_EXERCISE DETAILS_
Revise the items below so that "tag a point on" becomes "mark a point on" wherever it occurs, keeping every other word and character as it is.

_DATA SHOWN_
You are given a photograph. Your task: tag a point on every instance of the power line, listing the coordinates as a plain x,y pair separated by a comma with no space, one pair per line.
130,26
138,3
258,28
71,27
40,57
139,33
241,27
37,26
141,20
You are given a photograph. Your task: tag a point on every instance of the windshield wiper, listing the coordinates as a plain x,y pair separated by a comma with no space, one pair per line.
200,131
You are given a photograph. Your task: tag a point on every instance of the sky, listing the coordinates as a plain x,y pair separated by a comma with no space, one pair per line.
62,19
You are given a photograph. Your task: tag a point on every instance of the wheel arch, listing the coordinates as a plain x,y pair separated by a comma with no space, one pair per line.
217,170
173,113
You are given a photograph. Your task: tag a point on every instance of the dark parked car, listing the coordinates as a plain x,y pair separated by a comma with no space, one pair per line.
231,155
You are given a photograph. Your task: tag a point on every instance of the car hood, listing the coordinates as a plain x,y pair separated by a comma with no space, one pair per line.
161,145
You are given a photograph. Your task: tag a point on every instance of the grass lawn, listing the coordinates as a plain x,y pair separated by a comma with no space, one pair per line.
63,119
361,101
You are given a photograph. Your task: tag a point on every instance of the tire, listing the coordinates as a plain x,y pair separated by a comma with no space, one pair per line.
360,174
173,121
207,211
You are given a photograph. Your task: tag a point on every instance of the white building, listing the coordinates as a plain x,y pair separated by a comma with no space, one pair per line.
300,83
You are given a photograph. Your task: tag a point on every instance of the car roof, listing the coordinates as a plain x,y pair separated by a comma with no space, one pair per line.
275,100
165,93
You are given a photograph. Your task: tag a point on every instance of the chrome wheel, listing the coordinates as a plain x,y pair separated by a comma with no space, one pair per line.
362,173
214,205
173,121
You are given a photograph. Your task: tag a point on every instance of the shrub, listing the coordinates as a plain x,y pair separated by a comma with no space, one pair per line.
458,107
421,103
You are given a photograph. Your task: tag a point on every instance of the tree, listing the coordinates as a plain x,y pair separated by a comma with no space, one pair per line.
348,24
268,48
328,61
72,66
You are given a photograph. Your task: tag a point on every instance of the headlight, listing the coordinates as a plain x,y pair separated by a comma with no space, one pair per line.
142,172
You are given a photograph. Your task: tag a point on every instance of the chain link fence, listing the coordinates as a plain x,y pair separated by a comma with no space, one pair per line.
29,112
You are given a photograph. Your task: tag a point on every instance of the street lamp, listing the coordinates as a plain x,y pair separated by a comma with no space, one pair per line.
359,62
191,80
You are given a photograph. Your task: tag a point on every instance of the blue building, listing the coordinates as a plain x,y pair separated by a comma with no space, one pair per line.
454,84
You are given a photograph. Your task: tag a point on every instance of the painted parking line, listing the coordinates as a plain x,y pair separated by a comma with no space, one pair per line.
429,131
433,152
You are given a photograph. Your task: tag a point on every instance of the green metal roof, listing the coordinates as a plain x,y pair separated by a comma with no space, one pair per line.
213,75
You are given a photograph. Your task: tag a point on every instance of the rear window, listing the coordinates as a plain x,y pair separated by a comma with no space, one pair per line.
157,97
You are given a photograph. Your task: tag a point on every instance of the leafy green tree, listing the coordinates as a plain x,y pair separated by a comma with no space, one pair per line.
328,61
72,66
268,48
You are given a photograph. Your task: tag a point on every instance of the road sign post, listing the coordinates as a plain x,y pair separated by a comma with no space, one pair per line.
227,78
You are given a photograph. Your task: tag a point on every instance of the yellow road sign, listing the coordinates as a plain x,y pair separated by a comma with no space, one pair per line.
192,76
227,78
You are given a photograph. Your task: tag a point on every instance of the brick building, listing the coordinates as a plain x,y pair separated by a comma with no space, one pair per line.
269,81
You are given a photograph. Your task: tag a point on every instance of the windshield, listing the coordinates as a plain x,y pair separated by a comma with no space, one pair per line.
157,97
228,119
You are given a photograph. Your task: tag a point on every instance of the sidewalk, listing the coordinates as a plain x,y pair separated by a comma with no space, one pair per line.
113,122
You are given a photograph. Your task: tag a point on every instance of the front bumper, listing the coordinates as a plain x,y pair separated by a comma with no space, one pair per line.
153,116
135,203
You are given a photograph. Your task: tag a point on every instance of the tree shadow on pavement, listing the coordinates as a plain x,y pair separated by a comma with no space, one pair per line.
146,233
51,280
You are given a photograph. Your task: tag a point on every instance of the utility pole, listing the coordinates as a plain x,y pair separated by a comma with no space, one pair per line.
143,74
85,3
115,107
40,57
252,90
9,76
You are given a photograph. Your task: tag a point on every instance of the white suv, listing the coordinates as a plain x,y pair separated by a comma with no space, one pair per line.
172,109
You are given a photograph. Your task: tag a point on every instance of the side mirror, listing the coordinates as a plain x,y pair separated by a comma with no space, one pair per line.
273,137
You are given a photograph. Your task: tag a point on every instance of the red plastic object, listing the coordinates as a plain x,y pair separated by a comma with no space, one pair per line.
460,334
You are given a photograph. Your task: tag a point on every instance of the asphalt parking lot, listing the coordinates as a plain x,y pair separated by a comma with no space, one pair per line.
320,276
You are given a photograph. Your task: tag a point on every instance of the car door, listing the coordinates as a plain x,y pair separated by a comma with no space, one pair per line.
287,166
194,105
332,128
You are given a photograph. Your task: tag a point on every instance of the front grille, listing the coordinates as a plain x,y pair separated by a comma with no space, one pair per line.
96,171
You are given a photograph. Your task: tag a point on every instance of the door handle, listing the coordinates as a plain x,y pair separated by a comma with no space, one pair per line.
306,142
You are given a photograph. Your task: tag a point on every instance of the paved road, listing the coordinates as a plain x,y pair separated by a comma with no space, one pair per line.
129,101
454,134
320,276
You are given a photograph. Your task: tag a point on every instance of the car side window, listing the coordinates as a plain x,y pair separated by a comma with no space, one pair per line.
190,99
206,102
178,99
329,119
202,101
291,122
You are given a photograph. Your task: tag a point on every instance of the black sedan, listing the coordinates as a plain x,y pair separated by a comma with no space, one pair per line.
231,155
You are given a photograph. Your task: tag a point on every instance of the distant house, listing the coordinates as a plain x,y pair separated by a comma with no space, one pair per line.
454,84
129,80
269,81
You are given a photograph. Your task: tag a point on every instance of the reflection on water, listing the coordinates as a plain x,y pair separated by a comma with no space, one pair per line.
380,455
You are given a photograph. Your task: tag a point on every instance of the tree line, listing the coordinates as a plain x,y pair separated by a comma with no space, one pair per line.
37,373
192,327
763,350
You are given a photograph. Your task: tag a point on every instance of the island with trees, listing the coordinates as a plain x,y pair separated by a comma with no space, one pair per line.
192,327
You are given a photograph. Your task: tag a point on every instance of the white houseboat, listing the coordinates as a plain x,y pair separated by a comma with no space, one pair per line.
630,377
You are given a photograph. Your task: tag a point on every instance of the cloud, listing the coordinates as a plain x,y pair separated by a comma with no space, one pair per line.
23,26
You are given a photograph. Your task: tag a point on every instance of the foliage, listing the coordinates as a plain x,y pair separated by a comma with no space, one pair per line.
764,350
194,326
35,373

_THE SOLUTION_
You are given a photograph. Your task: mark a point on every instance of the power line, listing the coordinates as a plain x,y pair separated by a comma with no space, one pair per line.
130,26
138,3
258,28
71,27
40,57
139,33
241,27
37,26
141,20
You are given a photograph. Your task: mark a point on every instance of the windshield wiper, listing the coordinates as a plain x,y pair separated by a comma with no space, one pair per line.
200,131
You are given a photograph. Your task: mark a point on every instance of the sky, listing the coordinates as a plain x,y pair separated by a comma with no space, one pair per line.
62,19
You are given a photograph. Your task: mark a point on every instance of the wheel arch, listing the coordinates as a plain x,y pair separated by a comma with no space, one pair per line.
217,170
173,113
You are given a photograph. Your task: mark a point on every instance of the dark parked car, listing the coordinates as a plain x,y pair separated by a comma with no space, one pair per line.
231,155
You are given a photograph. Your task: mark a point on every instance of the car hood, listing the coordinates as a plain x,y pair separated by a comma with no space, one pair per line.
161,145
You are given a photograph. Your task: mark a point on every instance of the grass lawn, listing the coordinates as a plain x,y pair separated by a comma with no space, one pair per line.
63,119
361,101
You are given a photograph. Your task: mark a point on every instance of the tire, listing the coordinates as a plain x,y pair separated by a comma with no space, one pair per line.
360,174
173,121
207,211
You are given a photograph. Your task: mark a point on every instance of the white building, listing the coordinates as a plain x,y pair separated by a comma with no space, one pair per line.
300,83
You are given a photograph. Your task: mark a point on every instance of the car roof, listing the coordinates as a plain x,y pair separated by a comma with no space, one pair per line.
275,100
165,93
You are given a photograph. Your task: mark a point on every instance of the chrome wheel, listing the coordinates as a plain x,y pair separated by a comma with no space, one pair per line.
362,173
214,205
173,121
You are given a photograph. Your task: mark a point on every instance of the shrub, listing the coordinates as a plain x,y pair separated by a comma with no space, one pair per line.
458,107
421,103
You are given a photograph. Your task: mark a point on every instance of the tree, listing the coordinates as a plain x,y pair separated by a comma with no space, one pair per line.
348,24
268,48
328,61
72,66
You are given a photograph. Your task: mark a point on every instance of the headlight, listing the coordinates as a plain x,y pair separated by a comma with no space, one pair per line.
142,172
You are given a photograph. Your task: mark a point on every instance of the chain link fence, listing the coordinates as a plain x,y pair separated by a comma with no space, one pair per line.
29,112
You are given a photograph. Your task: mark a point on every instance of the street lamp, listing the coordinates as a plain x,y pair separated by a comma with no space, one pair per line.
359,62
191,80
You are given a photograph. Your task: mark a point on every instance of the blue building, listing the coordinates as a plain x,y pair separated by a comma with no space, one pair per line.
454,84
You are given a photograph. Your task: mark a point on every instance of the painted parking line, listing the coordinates as a plain x,y pair separated by a comma with no space, one pair per line.
429,131
433,152
You are given a photograph. Your task: mark a point on every instance of the green metal roof, listing the coordinates as a plain x,y pair separated by a comma with no space, one pair per line.
213,75
You are given a photograph. Your task: mark a point on every instance of the rear window, listing the coordinates as a plain x,y pair separated by a comma with no space, one pair per line.
157,97
You are given a photograph. Your task: mark a point on every instance of the leafy green tree, listing the coordinates as a plain x,y pair separated by a comma with no space, one pair per line.
328,61
72,66
268,48
You are given a photograph. Your task: mark a point on every instance of the road sign post, listing the coordinates as a plain x,y pair separated by a comma with no space, one pair per line.
227,78
You are given a photograph. Your task: mark a point on every instance of the yellow road sign, listing the coordinates as a plain x,y pair separated by a comma with no space, one pair per line.
192,76
227,78
You are given a photograph. Your task: mark a point on every instance of the brick building, listing the coordinates as a plain x,y pair separated by a comma with no space, one pair per line.
269,81
You are given a photograph. Your task: mark a point on every instance of the windshield, listing the coordinates as a plain x,y pair separated by a comma with no space, one pair per line.
157,97
228,119
You are given a photograph. Your task: mark a point on every instance of the sidewalk, listing the coordinates as a plain x,y pair separated by a comma with no space, one pair per line.
113,122
You are given a photograph. Your task: mark a point on every instance of the front bumper, listing the coordinates as a plain x,y pair separated by a comma with no space, one pair per line.
153,116
135,203
You are given a photograph. Your task: mark a point on every instance of the tree shadow on pavement, listing the coordinates as a plain x,y pair separated by a comma with no space, one pair per line.
146,233
51,280
You are given a photograph. Your task: mark a point on every instance of the utility pole, listing the coordinates as a plain x,y pair separated by a comma with no space, one pair per line.
143,74
85,3
115,107
40,57
252,90
9,76
You are given a photograph. Your task: mark a point on every instance of the white suv, listing the coordinates as a plain x,y pair separated by a comma with no space, one pair per line.
172,109
You are given a photograph. Your task: mark a point on every instance of the side mirror, listing the coordinates as a plain x,y pair separated by a comma with no space, one pair per line.
273,137
You are given a photograph. Your task: mark a point on every instance of the red plastic object, listing the coordinates as a plain x,y pair separated by a comma with no space, one pair per line.
460,334
You are given a photograph. Your task: mark a point on every instance of the asphalt parking lot, listing the coordinates as a plain x,y pair separated by a comma with no space, one pair per line.
320,276
You are given a photograph. Your task: mark a point on every instance of the car door, listing the coordinates as a plain x,y pair separated by a comma with no space, one pair per line.
287,166
194,105
332,128
You are given a photograph. Your task: mark a point on every instance of the front grille, listing the coordinates as a plain x,y pair separated by a comma with no space, one pair per line.
96,171
You are given a photograph. Your task: mark a point on every instance of the door handle, listing the coordinates as a plain x,y pair separated by a comma with no space, one pair per line.
306,142
You are given a photograph. Your task: mark a point on every instance of the paved road, listing the coordinates as a plain x,y pair separated by a comma with no space, one pair per line.
129,101
454,134
320,276
You are given a photograph. Your task: mark a point on every instance of the car side window, listing the coordinates as a plain x,y pair separated by a comma with no space, one pair per line.
190,99
206,102
178,99
329,119
202,101
291,122
You are given a photograph. Your task: mark a point on every instance of the black sedan, listing the coordinates as a plain x,y pair separated by a comma with no space, one pair per line.
231,155
You are given a photograph. Your task: mark a point on every instance of the distant house, listing the coordinates as a plain x,y pair separated by a comma with no space, one pair per line.
454,84
129,80
269,81
You are given a photograph. Your task: mark a point on every instance of the reflection on water, listing the coordinates as a plain x,y pair separated by a comma with no space, one pair per line.
380,455
You are given a photograph. Your task: mark a point on every instance of the tree line, listing the coordinates as a plain x,y pair separated by a comma with no space, one pair per line.
37,373
192,327
763,350
You are given a photograph. Your task: mark a point on every instance of the island with trees, listing the coordinates as a plain x,y pair separated by a comma with no space, one pair per line.
192,327
You are given a photograph. Your task: mark a point on every instance of the white houseboat, listing the coordinates as a plain x,y pair separated by a comma with no space, one pair per line.
630,377
You are given a photograph. Your task: mark a point on every instance of the cloud, listing the coordinates as a plain x,y pair separated by a comma with no space, one pair per line.
23,26
You are given a photograph. Your task: mark a point on every instance of the foliage, listing the coordinates as a plain x,y pair separated by a comma with no space, one pair per line.
764,350
194,326
35,373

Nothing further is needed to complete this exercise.